* TO BE DONE
Carry the essay on Grossbart and Sergeant Marx forward from its last sentence, writing the paragraphs that follow.

Between those wars the story takes place in ostensibly peaceful America. But even here conflict remains, specifically between the aggressive Grossbart and his Sergeant Marx. True to his surname, Sheldon grossly trades on his Jewish identity.  At their first meeting he sits on the sergeant’s desk and tries to go by their first names. He assumes the Jewish sergeant will excuse the Jewish soldiers from the Friday evening cleaning of the barracks — and prevent the other soldiers’ resentment. 

In identifying Marx with his Karl and Harpo namesakes Grossbart assumes they share a historic kinship. He implicitly evokes the class politics of the former and the comic pathos of the latter, the quality that distinguishes the silent, magical Harpo from the slick, urban Groucho.

That sabbath intervention leaves Sergeant Marx feeling  “tender about myself…. I felt as though a hand were reaching down inside me. It had to reach so very far to touch me! It had to reach past those days in the forests of Belgium, and past the dying I’d refused to weep over; past the nights in German farmhouses whose books we’d burned to warm us; past endless stretches when I had shut off all softness I might feel for my fellows, and had managed even to deny myself the posture of a conqueror—the swagger that I, as a Jew, might well have worn as my boots whacked against the rubble of Wesel, Münster, and Braunschweig.” Marx recovers in his revived Jewish identity the connection lost in the war. His sabbath observance revives his feeling of Jewish humanitarianism. This reminder of his sensitivity and moral compass begins the positive representation of Jewishness that will balance out Grossbart’s debasement.

That ancient kinship dwindles as Grossbart exploits it. Even at that first service “I thought I heard Grossbart cackle, ‘Let the goyim clean the floors!’” He later purports to advocate for lantzmen Larry Fishbein and Mickey Halpern, but that only hides his self-service. In their supposed interest he writes a formal complaint — fraudulently, in his father’s name — against the non-kosher food. In a phone call from a superior, Captain Barrett deflects the political complaint: “‘Sir?’ he said. ‘Sir—Marx, here, tells me Jews have a tendency to be pushy. He says he thinks we can settle it right here in the company.’” Roth puts the generalized charge of Jewish pushiness into the mouth of a lying, unsympathetic Gentile officer. 

To excuse his belligerence Grossbart has the chutzpah to cite the war he resists: “‘That’s what happened in Germany,’ Grossbart was saying, loud enough for me to hear. ‘They didn’t stick together. They let themselves get pushed around.’” But Captain Barrett trumps that: “‘Look, Grossbart…. Who does more for the Jews—you, by throwing up over a lousy piece of sausage, a piece of first-cut meat, or Marx, by killing those Nazi bastards? If I was a Jew, Grossbart, I’d kiss this man’s feet. He’s a goddam hero, and he eats what we give him.’” Yet Grossbart keeps playing the victim card: “I don’t want to start trouble. That’s the first thing they toss up to us.” Another Grossbart letter putatively from his father strategically exalts Sergeant Marx for his efforts.

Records
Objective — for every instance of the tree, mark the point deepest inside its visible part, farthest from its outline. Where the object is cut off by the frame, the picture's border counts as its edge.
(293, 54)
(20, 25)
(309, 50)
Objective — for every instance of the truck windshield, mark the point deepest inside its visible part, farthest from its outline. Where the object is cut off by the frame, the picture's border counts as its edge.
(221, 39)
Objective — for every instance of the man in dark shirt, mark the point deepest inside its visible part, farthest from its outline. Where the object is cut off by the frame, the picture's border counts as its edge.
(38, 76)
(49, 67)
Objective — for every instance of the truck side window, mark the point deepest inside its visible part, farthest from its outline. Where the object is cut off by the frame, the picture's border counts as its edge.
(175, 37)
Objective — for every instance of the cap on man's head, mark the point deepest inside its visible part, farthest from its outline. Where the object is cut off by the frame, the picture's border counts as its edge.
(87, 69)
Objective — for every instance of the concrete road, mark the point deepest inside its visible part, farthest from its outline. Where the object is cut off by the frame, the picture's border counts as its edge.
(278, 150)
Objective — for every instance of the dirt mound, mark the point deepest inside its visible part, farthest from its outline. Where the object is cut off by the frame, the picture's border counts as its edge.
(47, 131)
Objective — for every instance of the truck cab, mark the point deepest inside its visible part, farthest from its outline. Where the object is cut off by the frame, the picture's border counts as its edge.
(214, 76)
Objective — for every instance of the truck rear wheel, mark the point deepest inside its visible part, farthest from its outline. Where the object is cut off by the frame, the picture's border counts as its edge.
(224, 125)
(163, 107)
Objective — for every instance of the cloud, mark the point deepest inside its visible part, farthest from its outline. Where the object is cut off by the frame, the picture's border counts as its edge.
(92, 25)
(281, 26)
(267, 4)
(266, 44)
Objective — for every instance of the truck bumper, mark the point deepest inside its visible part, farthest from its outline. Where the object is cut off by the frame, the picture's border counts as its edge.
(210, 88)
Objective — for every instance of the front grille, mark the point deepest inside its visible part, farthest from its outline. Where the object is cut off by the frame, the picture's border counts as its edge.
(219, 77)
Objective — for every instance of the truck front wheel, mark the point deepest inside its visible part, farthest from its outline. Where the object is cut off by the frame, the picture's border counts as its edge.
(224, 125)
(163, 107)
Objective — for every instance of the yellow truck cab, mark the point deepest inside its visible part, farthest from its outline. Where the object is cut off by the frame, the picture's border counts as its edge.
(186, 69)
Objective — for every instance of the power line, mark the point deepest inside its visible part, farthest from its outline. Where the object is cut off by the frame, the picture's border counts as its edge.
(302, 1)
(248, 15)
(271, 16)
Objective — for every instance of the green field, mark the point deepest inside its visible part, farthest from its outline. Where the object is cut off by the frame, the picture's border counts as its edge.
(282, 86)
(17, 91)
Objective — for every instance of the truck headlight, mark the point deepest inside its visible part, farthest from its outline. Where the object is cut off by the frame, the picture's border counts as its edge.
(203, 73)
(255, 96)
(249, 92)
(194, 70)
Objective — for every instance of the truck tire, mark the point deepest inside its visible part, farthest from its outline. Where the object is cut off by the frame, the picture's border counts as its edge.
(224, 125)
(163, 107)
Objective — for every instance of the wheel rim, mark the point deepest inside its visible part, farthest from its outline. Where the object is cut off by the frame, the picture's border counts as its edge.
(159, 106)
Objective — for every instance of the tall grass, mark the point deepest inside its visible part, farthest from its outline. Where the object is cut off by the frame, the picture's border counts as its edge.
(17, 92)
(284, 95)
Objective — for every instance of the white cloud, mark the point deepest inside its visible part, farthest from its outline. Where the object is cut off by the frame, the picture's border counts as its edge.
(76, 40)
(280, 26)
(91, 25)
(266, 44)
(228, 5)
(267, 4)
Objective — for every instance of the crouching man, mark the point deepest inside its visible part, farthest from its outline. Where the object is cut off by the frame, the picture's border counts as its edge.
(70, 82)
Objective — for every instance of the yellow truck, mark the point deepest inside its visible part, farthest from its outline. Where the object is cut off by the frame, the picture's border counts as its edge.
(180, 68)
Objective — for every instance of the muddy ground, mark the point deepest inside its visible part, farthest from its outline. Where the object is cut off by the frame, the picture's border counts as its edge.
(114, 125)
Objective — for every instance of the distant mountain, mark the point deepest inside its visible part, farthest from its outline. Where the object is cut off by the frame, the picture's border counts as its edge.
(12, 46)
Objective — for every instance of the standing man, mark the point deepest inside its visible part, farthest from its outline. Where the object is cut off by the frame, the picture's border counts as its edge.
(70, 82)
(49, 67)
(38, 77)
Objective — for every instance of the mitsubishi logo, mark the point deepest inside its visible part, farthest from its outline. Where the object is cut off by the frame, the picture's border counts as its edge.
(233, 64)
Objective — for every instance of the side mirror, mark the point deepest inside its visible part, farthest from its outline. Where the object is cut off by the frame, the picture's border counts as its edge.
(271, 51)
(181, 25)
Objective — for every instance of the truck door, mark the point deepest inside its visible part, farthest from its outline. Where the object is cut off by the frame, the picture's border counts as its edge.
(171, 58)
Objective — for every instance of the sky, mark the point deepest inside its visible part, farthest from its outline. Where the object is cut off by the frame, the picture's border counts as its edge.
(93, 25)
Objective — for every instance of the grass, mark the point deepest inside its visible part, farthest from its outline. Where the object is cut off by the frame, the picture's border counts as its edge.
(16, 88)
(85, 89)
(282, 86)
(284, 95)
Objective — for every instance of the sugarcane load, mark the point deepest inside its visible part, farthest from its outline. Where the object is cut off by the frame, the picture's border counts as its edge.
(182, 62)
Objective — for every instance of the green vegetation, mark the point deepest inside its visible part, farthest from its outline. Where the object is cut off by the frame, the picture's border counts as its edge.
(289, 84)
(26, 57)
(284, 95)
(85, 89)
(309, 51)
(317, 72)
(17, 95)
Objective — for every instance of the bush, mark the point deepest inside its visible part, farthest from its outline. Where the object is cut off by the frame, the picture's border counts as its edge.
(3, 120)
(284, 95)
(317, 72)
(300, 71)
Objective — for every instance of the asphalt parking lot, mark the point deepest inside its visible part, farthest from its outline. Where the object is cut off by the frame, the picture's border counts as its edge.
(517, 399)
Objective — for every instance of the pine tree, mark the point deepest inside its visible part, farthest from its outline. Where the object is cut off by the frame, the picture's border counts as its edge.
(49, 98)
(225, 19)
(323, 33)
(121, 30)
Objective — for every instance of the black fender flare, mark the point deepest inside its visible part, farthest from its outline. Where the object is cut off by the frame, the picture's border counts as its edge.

* RESULT FOR THIS EXERCISE
After a brief pause in his campaign Grossbart maneuvers a weekend pass supposedly to attend an aunt’s seder in St Louis. Reminded that Passover has passed, he avows she plans a special ceremonial meal for him. He expands the request to include his two compatriots. In another defence of Jewish values Marx questions his reluctance to submit to Grossbart’s demands: “But my grandmother knew—mercy overrides justice. I should have known it, too. Who was Nathan Marx to be such a penny pincher with kindness? Surely, I thought, the Messiah himself—if He should ever come—won’t niggle over nickels and dimes. God willing, he’ll hug and kiss.” 

Having  granted the three their weekend pass, Marx learns the entire request was a lie. The promised gefilte fish turns into a Chinese egg roll. Marx throws out Grossbart’s gift, which delights one happy soldier the next morn: ”’Egg roll!’ he shouted. ‘Holy Christ, Chinese goddam egg roll!’” The oath makes the revelation comically religious. 

In Grossbart’s climactic fraud he evades the draft to the Pacific theatre. He gets only himself exempted, not his two coreligionists. Marx counters with his own deception. With a Grossbartian ploy he has Grossbart reinstated supposedly at his own request. At this Grossbart drops all pretence of kinship. In fake concern for his father, Grossbart attacks his erstwhile comrade Marx: “He hasn’t had enough troubles in a lifetime, you’ve got to add to them. I curse the day I ever met you, Marx! Shulman told me what happened over there. There’s no limit to your anti-Semitism, is there? The damage you’ve done here isn’t enough. You have to make a special phone call! You really want me dead!”

As the soldiers prepare for their possibly one-way trip to war, Marx resists “with all my will an impulse to turn and seek pardon for my vindictiveness.” Unlike Grossbart Marx has a conscience — and the ethical grounds here to suppress it. With his interference and false phone claim the sergeant has truly defended his faith as an American, a Jew, a soldier. To counter Grossbart’s selfish wiles he practices one.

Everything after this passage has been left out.